| What you have to do |
Return every line, unchanged, from the one containing "Category: metal railing" down to the end of the entries below.

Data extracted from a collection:

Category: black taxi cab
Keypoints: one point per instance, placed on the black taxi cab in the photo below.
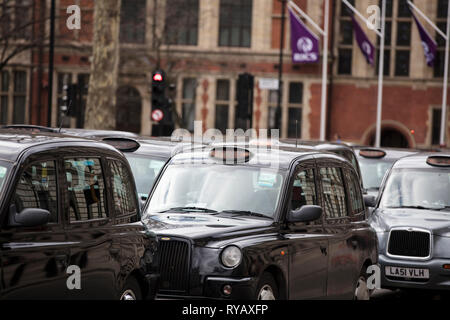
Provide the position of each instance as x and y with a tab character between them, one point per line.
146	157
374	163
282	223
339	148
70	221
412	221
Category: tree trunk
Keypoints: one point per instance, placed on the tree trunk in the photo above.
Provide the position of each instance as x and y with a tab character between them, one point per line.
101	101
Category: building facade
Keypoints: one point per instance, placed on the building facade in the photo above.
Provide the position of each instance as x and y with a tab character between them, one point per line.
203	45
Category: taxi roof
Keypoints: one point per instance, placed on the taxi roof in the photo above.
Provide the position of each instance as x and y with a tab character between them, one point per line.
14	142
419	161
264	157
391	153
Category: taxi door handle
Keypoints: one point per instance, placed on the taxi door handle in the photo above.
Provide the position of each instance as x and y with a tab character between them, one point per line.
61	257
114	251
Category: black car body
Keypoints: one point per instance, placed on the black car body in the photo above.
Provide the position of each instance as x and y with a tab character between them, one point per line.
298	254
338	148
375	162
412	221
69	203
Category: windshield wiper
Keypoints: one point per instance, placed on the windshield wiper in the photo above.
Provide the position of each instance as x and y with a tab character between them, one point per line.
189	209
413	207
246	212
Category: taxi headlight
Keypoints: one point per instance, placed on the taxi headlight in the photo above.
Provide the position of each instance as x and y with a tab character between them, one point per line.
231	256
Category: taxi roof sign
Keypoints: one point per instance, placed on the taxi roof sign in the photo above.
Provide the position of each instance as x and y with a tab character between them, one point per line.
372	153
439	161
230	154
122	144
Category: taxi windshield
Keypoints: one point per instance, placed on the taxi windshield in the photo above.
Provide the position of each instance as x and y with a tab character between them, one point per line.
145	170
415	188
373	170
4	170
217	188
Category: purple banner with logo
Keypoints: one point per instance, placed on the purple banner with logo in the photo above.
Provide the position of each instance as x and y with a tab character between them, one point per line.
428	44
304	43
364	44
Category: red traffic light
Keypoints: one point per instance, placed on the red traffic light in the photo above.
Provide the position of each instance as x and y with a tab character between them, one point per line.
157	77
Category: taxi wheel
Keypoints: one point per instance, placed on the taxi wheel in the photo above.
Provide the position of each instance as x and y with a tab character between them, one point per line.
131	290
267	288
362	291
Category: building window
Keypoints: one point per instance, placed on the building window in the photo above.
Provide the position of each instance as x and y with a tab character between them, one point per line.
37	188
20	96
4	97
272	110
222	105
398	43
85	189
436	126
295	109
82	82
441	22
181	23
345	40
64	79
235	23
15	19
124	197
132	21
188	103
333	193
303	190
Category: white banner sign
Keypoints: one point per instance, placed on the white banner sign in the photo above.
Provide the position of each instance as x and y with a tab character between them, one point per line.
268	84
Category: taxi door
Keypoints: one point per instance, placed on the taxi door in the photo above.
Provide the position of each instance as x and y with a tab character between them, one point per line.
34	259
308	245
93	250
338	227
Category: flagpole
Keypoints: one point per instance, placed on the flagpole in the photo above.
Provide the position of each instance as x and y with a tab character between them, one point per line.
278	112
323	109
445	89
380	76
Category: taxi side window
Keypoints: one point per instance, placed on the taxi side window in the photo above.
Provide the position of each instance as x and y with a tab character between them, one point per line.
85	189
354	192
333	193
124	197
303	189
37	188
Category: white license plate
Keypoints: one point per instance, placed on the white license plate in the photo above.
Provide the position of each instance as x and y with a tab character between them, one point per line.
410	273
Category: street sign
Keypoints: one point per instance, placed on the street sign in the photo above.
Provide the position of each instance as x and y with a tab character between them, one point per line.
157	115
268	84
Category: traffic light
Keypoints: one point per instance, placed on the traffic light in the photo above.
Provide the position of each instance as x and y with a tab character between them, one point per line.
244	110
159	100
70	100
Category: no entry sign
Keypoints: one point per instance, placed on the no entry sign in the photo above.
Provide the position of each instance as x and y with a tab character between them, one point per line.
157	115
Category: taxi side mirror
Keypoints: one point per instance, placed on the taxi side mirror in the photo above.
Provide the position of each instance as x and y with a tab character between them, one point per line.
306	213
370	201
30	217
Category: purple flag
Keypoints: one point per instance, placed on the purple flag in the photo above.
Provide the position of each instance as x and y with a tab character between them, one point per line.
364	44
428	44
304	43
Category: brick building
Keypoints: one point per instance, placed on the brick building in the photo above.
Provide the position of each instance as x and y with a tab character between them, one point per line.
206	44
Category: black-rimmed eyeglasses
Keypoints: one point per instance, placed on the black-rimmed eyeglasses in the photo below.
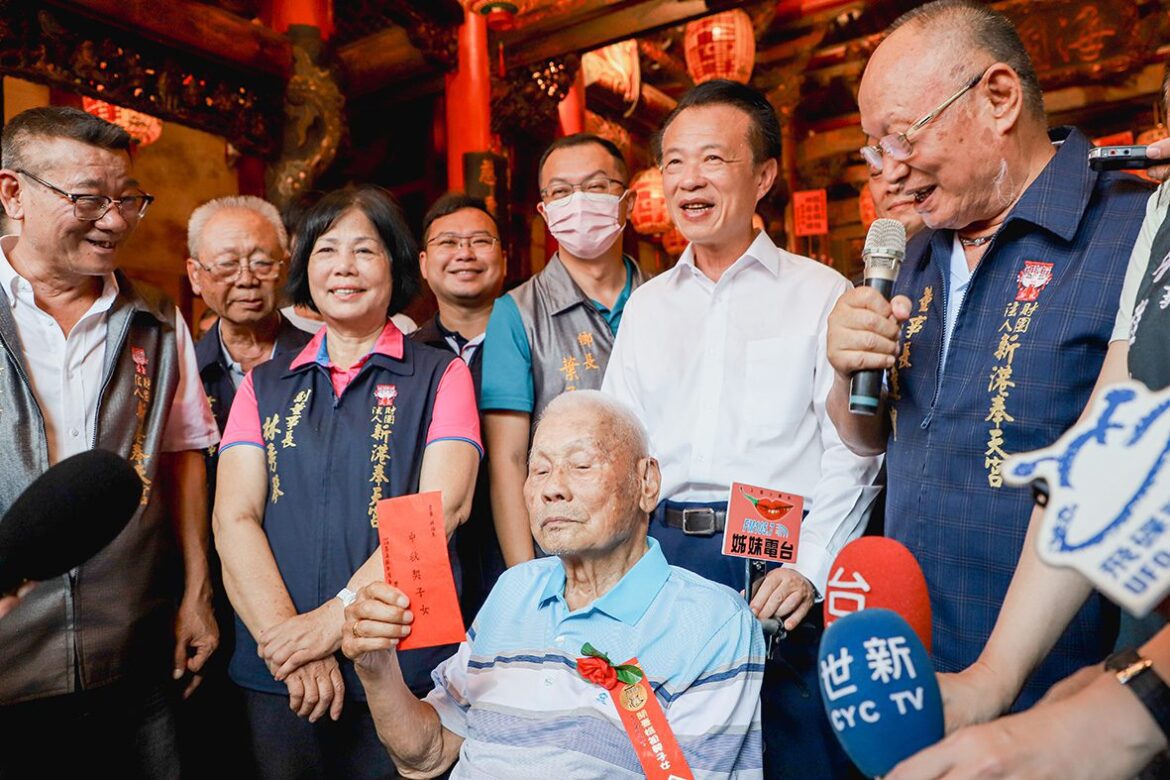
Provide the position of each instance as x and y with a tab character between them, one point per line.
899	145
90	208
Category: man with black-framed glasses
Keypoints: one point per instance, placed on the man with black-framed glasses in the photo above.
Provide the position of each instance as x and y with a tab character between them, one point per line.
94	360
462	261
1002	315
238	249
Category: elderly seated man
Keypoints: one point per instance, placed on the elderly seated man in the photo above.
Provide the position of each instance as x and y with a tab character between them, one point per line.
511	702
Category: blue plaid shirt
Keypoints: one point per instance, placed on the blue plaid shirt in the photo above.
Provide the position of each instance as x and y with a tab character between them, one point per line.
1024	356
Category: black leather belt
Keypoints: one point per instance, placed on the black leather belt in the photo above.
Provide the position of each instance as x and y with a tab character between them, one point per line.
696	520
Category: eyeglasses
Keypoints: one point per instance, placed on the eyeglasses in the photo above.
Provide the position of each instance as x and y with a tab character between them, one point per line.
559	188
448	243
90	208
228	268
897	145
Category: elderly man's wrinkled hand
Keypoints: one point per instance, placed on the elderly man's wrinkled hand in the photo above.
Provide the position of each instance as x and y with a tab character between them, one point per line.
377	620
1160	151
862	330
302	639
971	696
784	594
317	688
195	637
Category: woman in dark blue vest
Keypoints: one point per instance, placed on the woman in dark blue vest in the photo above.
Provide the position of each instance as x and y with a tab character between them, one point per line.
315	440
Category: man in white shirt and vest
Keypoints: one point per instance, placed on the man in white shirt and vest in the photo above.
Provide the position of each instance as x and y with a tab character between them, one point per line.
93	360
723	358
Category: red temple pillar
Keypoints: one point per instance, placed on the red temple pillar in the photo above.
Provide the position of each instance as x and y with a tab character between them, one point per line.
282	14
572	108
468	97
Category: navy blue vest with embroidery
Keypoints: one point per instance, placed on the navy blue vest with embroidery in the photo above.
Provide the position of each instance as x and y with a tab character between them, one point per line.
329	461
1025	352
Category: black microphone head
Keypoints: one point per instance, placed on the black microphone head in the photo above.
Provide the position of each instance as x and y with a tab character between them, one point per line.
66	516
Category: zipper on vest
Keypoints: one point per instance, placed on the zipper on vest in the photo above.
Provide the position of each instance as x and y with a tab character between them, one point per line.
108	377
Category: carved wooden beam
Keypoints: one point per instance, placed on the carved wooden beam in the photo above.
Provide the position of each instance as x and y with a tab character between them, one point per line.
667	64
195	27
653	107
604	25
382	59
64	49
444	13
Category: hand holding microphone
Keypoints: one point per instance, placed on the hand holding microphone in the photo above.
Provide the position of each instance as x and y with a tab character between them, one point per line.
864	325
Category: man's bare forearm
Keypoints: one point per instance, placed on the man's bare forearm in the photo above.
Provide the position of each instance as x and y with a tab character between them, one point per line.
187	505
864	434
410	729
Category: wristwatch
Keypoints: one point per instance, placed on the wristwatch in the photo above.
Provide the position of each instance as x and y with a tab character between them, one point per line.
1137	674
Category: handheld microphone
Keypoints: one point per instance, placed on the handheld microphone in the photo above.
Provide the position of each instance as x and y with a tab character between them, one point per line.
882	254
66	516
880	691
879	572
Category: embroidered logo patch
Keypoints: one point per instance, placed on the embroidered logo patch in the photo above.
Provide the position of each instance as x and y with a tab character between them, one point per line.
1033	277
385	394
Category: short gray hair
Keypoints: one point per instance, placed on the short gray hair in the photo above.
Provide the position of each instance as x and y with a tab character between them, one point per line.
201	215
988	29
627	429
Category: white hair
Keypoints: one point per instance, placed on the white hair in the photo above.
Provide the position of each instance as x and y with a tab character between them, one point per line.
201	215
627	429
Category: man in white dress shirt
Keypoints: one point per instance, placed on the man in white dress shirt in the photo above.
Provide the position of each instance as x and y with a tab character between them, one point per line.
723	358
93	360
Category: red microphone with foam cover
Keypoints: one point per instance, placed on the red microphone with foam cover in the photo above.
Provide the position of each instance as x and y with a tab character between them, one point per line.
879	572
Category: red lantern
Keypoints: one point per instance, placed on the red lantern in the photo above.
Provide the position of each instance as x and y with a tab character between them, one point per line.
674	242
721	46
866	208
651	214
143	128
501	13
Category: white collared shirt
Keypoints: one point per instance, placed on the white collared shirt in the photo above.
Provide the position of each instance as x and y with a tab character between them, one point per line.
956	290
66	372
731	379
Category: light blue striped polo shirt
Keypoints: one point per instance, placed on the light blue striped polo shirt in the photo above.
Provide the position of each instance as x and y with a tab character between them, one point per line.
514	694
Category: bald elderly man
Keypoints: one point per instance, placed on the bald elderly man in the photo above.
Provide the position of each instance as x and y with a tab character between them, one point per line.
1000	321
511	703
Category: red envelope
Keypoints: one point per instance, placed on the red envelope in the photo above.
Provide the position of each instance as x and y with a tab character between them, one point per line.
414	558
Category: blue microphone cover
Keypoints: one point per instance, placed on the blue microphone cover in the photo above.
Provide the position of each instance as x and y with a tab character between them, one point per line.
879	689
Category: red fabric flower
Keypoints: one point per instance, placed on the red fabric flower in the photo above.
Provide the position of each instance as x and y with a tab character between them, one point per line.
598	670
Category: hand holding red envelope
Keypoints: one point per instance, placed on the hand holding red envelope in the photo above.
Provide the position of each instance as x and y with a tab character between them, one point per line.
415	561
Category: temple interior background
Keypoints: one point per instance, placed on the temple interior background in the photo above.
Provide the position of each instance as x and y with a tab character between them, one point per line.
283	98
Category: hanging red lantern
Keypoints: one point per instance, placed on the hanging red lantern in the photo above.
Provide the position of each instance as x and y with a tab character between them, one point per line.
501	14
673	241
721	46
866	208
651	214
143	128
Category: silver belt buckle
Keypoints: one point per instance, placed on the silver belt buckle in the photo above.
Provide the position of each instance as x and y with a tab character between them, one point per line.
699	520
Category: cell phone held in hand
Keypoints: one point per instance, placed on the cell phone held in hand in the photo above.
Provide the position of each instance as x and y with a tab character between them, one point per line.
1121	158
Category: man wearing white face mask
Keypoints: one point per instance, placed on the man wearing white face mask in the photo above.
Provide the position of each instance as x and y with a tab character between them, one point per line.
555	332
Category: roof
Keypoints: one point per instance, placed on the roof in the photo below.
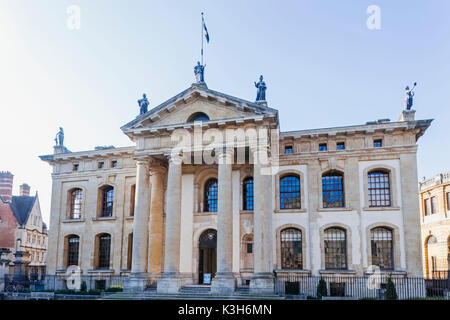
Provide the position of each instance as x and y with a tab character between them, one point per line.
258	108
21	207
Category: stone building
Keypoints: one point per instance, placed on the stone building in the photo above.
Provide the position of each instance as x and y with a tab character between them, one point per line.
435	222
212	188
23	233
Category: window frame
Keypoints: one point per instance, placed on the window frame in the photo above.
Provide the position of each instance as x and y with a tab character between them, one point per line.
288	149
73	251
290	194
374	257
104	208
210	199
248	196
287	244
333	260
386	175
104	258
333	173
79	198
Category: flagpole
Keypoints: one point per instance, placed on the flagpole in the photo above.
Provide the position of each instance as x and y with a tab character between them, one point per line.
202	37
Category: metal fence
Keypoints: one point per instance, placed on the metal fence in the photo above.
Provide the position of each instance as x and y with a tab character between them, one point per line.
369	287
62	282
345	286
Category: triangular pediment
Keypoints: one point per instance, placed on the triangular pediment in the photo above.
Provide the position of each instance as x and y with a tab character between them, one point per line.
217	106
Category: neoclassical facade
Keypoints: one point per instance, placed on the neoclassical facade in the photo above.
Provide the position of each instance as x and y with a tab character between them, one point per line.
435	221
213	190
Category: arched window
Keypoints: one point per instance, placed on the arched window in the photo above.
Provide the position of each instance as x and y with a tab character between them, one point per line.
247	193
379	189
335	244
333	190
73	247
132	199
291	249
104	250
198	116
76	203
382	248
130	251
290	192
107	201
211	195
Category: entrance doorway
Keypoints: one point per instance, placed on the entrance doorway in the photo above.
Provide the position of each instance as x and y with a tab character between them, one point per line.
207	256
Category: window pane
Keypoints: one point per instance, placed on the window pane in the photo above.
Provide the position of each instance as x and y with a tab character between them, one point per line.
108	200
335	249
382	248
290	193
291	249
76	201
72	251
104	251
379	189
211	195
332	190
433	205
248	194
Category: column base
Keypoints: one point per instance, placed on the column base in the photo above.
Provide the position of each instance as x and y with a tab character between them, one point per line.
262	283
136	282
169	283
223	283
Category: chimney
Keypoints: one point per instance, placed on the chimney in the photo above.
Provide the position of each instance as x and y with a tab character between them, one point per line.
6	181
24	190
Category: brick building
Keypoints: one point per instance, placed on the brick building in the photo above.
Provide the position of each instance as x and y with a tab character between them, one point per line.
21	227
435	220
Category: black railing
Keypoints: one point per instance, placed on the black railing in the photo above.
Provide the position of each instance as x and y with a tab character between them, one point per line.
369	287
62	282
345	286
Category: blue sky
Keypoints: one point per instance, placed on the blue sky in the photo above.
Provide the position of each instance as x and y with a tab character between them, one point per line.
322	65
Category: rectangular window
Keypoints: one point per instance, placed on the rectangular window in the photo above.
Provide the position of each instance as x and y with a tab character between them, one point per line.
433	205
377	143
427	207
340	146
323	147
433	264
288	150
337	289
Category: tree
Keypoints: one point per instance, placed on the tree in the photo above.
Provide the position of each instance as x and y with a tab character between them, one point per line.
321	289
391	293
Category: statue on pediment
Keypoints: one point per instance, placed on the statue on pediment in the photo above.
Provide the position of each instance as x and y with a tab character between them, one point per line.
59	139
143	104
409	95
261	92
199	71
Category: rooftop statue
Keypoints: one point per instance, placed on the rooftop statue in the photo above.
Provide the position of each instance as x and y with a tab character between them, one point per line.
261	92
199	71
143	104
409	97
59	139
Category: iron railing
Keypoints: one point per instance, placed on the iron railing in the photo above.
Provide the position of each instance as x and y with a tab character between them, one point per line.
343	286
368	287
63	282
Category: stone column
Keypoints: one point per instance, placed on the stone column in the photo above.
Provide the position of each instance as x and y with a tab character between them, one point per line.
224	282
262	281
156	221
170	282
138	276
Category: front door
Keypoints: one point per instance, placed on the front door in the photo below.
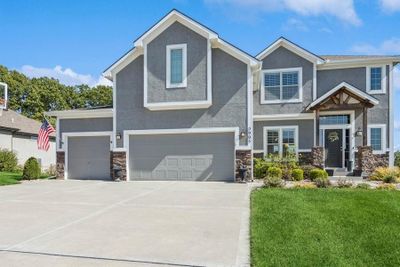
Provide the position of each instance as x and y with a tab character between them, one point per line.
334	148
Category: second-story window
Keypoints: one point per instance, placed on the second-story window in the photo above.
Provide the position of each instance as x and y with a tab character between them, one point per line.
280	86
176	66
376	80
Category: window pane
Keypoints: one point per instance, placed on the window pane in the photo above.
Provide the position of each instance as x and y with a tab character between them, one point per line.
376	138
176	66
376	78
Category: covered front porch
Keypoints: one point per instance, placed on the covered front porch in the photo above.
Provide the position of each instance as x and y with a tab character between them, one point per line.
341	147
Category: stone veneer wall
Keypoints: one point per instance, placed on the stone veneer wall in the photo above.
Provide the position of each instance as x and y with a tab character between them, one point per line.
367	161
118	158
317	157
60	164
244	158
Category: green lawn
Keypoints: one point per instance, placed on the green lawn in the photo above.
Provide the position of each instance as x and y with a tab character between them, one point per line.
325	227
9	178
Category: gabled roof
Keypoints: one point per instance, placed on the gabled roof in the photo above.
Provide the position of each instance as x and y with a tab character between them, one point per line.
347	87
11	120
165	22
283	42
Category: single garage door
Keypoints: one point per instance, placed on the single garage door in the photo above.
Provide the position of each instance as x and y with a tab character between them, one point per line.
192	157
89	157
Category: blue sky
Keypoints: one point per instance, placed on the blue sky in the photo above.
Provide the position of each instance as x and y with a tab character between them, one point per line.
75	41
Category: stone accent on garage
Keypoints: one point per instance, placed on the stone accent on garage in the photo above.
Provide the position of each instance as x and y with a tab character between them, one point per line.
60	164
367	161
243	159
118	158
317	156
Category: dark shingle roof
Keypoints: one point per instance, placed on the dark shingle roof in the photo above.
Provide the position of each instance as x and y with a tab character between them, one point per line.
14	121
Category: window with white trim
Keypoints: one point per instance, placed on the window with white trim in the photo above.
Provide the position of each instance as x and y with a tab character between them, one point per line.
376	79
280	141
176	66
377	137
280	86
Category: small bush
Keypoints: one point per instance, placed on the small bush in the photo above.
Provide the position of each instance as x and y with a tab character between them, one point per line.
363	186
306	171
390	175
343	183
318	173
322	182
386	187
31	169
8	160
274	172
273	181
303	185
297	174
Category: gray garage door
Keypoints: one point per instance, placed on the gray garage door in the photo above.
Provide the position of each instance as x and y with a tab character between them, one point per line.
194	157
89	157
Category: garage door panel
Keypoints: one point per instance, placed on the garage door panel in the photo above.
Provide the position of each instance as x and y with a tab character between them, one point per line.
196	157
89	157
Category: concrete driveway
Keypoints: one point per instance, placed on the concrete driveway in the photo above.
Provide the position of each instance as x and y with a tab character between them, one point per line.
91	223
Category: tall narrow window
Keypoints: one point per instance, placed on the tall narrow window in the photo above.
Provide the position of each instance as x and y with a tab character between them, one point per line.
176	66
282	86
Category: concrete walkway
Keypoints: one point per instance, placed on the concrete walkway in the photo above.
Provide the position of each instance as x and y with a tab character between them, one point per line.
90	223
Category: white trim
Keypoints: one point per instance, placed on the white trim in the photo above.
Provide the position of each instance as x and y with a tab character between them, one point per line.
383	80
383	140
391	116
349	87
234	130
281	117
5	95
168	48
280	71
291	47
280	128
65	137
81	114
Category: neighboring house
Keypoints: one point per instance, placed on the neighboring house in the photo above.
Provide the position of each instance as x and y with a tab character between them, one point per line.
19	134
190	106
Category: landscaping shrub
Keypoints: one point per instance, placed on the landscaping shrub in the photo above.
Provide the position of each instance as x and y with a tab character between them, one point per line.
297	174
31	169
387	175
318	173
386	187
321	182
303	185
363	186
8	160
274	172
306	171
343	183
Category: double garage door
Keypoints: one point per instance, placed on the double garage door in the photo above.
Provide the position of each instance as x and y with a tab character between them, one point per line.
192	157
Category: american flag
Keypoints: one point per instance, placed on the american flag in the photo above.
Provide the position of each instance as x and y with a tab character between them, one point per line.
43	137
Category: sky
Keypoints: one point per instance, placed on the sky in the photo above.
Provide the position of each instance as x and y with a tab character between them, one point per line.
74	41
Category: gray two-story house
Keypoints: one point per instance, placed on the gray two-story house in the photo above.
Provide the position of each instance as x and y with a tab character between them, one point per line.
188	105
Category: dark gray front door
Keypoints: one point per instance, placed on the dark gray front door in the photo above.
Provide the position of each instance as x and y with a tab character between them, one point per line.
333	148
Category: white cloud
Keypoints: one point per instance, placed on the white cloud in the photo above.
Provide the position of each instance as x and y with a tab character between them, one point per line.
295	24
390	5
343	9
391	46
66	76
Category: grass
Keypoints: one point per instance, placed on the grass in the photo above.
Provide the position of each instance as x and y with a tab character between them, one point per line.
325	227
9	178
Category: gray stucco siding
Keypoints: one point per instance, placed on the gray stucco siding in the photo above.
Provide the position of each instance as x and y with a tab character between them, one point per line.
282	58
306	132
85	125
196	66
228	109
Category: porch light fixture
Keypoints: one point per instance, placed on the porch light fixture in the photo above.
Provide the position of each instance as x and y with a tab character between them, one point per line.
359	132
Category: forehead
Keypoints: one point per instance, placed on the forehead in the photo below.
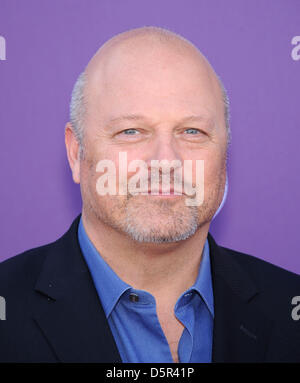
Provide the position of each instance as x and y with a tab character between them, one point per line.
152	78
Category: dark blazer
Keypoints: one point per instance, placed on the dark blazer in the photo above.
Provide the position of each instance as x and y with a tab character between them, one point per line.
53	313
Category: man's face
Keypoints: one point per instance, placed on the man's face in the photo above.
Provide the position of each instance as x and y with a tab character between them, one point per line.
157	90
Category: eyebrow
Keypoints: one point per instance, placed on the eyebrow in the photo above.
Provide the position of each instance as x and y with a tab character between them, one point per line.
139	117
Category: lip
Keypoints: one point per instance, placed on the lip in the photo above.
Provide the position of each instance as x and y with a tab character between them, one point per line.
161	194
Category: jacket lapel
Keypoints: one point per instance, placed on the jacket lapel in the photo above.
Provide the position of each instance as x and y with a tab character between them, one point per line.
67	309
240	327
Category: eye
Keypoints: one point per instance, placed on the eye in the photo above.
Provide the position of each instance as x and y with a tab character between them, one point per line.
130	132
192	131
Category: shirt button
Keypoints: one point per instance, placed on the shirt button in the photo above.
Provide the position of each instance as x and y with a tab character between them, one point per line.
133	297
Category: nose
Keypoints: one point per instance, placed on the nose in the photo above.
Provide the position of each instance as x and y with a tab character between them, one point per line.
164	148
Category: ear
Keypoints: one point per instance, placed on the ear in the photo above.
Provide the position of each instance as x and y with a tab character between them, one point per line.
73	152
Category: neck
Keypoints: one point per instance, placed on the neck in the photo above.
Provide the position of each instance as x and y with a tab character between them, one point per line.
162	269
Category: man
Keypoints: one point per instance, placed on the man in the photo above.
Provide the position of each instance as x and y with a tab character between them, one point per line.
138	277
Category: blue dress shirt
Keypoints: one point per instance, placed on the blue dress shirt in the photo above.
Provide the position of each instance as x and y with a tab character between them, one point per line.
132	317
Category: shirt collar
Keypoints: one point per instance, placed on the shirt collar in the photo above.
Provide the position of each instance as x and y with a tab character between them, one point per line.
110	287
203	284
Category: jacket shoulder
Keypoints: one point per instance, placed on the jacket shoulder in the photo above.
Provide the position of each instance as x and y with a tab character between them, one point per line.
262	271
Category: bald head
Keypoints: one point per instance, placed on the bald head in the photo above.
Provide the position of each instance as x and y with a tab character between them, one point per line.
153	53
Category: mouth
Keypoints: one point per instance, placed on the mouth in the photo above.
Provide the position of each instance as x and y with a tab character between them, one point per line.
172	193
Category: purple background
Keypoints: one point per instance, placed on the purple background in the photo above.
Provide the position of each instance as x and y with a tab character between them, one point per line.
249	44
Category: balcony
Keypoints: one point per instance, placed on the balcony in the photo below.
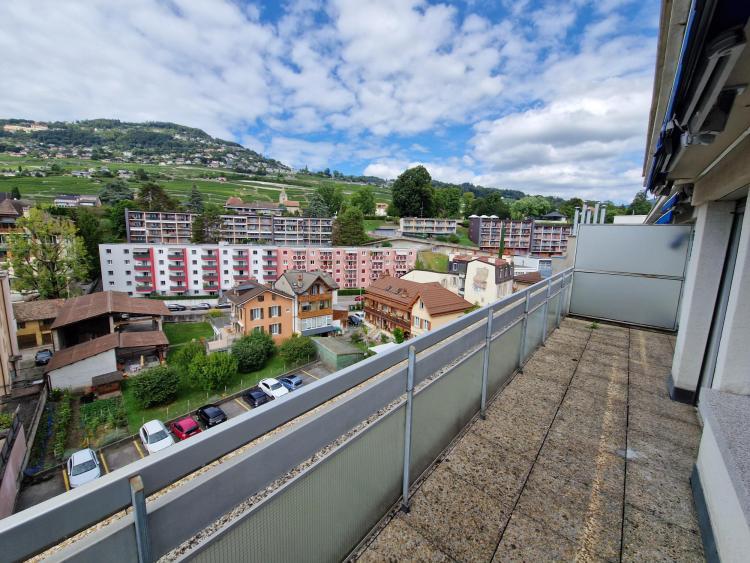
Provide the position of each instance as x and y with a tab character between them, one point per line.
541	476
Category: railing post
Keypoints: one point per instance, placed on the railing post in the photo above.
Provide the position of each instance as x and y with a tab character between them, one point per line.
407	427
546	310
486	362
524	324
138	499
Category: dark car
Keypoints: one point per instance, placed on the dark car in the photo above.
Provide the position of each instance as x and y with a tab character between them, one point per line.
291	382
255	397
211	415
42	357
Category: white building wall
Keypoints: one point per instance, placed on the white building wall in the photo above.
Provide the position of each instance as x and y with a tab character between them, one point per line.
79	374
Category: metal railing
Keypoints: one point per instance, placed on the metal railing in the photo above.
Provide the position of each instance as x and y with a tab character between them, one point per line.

| Finished task |
Category: metal railing
Keypoints: one point per instance, placed on the metal railing in the photo above.
Provide the position of each instance as x and y with a tab character between them, one point per line.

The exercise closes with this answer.